Find every line containing the word "stucco" in the records below; report only how many there are.

[[ Data for analysis, beginning ]]

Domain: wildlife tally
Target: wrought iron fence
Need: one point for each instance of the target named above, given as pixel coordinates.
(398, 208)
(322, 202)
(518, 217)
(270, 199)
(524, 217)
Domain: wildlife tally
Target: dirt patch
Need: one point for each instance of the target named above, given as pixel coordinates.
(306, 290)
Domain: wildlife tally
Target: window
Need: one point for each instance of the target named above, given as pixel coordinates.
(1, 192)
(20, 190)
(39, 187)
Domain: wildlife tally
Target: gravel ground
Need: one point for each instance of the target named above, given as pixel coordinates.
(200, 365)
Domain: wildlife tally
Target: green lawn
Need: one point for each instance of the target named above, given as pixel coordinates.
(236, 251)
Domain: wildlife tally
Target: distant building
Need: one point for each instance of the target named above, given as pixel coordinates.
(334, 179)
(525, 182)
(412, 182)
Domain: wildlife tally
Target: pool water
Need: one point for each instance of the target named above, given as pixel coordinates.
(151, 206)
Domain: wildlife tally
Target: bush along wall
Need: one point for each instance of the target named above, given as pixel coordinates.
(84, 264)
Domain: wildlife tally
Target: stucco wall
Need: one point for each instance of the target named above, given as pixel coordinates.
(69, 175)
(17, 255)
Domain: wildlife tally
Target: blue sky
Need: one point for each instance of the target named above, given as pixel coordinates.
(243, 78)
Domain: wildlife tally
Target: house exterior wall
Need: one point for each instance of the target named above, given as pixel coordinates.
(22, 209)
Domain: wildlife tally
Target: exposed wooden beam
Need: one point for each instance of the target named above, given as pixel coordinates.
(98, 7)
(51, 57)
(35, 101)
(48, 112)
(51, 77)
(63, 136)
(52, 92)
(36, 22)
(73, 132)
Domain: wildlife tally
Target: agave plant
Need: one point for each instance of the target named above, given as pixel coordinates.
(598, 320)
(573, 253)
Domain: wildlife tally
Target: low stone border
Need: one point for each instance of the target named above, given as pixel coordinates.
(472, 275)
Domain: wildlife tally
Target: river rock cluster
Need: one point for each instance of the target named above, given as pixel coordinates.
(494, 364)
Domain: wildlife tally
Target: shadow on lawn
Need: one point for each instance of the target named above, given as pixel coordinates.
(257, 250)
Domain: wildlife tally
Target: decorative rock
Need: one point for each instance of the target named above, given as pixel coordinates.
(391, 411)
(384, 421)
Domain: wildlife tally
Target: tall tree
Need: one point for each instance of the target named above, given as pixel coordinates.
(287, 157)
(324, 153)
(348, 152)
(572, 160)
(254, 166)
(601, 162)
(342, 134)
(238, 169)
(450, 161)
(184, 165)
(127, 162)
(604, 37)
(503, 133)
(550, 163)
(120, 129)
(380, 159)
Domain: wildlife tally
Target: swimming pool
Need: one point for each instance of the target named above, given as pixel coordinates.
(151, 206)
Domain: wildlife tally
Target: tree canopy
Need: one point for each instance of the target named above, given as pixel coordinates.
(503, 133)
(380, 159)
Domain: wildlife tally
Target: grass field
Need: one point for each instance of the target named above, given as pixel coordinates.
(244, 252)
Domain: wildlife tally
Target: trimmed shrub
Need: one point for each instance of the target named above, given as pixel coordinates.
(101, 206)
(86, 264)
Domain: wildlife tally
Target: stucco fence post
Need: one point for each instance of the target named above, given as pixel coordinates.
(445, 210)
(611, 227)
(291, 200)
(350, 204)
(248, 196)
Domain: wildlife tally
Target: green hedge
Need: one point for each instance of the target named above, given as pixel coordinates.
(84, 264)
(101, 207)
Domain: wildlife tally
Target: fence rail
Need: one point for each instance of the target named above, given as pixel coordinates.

[[ Data for analysis, end ]]

**Exercise result**
2